# **Uber Ride Analytics & ML**

#### **This project turns raw trip logs into answers: Where do we lose rides? Why? Can we predict the outcome before it happens?**

# **What’s inside**

##### Exploratory Analytics: time features, demand patterns, hotspots, and failure points.
##### Clean Visuals (Matplotlib): heatmaps, distributions, top locations/routes, revenue and ratings views.

##### ML Model (scikit-learn): predicts whether a ride will complete using a robust preprocessing pipeline.

##### What you can change: tune the decision threshold to trade precision vs recall, and inspect feature influence.

# **Data at a glance**

## A single CSV (~150k rows) of ride bookings with fields like:

##### When: Date, Booking Time → combined to event_time, plus weekday, hour

##### Outcome: Booking Status (Completed / Cancelled / Incomplete / No Driver)

##### Where/What: Pickup Location, Drop Location, Vehicle Type

##### Value/Distance: Booking Value, Ride Distance, Payment Method

##### Why it failed: Reason for cancelling by Customer, Driver Cancellation Reason

# **Questions I Answer:**

##### When and where is demand highest? (hour × weekday heatmap; daily trends)

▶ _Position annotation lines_
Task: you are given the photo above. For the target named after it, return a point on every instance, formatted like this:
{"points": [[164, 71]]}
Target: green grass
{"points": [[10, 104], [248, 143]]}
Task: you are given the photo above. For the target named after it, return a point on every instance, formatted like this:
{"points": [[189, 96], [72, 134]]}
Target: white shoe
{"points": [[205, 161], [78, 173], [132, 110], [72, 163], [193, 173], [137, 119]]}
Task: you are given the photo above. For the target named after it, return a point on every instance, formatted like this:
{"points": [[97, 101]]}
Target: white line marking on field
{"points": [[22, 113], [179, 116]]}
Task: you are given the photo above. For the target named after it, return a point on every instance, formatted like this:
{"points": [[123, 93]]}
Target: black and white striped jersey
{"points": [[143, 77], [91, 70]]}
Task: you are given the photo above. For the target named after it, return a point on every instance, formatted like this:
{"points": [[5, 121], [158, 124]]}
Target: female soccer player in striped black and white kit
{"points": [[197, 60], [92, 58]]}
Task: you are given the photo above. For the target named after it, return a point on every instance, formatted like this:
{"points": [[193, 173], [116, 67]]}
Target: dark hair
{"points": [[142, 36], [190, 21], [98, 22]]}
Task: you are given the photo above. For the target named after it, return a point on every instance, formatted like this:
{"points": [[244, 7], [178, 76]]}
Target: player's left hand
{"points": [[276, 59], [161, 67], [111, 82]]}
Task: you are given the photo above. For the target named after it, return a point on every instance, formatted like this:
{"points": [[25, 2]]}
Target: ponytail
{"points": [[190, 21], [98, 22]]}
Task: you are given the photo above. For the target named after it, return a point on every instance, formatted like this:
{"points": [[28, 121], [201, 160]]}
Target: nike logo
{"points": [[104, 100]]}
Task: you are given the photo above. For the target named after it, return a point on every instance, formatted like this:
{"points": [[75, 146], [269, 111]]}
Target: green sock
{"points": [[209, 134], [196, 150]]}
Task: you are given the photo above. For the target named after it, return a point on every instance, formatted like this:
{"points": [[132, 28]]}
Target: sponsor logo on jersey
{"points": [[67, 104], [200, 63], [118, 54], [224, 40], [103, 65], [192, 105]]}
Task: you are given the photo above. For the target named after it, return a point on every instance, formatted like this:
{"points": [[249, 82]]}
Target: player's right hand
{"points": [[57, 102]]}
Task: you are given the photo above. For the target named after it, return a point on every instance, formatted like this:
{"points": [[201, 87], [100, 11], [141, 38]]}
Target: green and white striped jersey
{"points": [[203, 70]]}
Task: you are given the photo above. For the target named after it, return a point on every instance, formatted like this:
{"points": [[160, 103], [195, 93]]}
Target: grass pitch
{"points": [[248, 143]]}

▶ _Written exercise A_
Check each statement against the Uber ride analytics project description above and answer yes or no, quoting the words that decide it. (i) The data comes as a single CSV of roughly 150k rows. (ii) The visuals are produced with Seaborn. (iii) Date and Booking Time are merged into event_time.
▶ _Written exercise B_
Resume the Uber ride analytics project description, picking up after its final line.

▶ _Final result A_
(i) Yes: "A single CSV (~150k rows) of ride bookings"
(ii) No: "Clean Visuals (Matplotlib)"
(iii) Yes: "Date, Booking Time → combined to event_time"

▶ _Final result B_
##### What fails most often and why? (status mix; top cancellation reasons)
##### Who/what drives revenue? (payment methods, vehicle types, top routes)
##### Can we predict completion before the ride starts? (logistic regression)

# **The ML model (brief)**

### **Goal: estimate the probability that a ride will complete.**

### Pipeline:
##### SimpleImputer → StandardScaler (numerics) + OneHotEncoder (categoricals) → LogisticRegression(class_weight='balanced').

### Features: 
##### hour, weekday, distance, ratings, booking value, vehicle type, trimmed pickup/drop (top-k), payment method.

### Why logistic regression?
##### Fast, stable, explainable. Swap in trees/boosters for nonlinear patterns.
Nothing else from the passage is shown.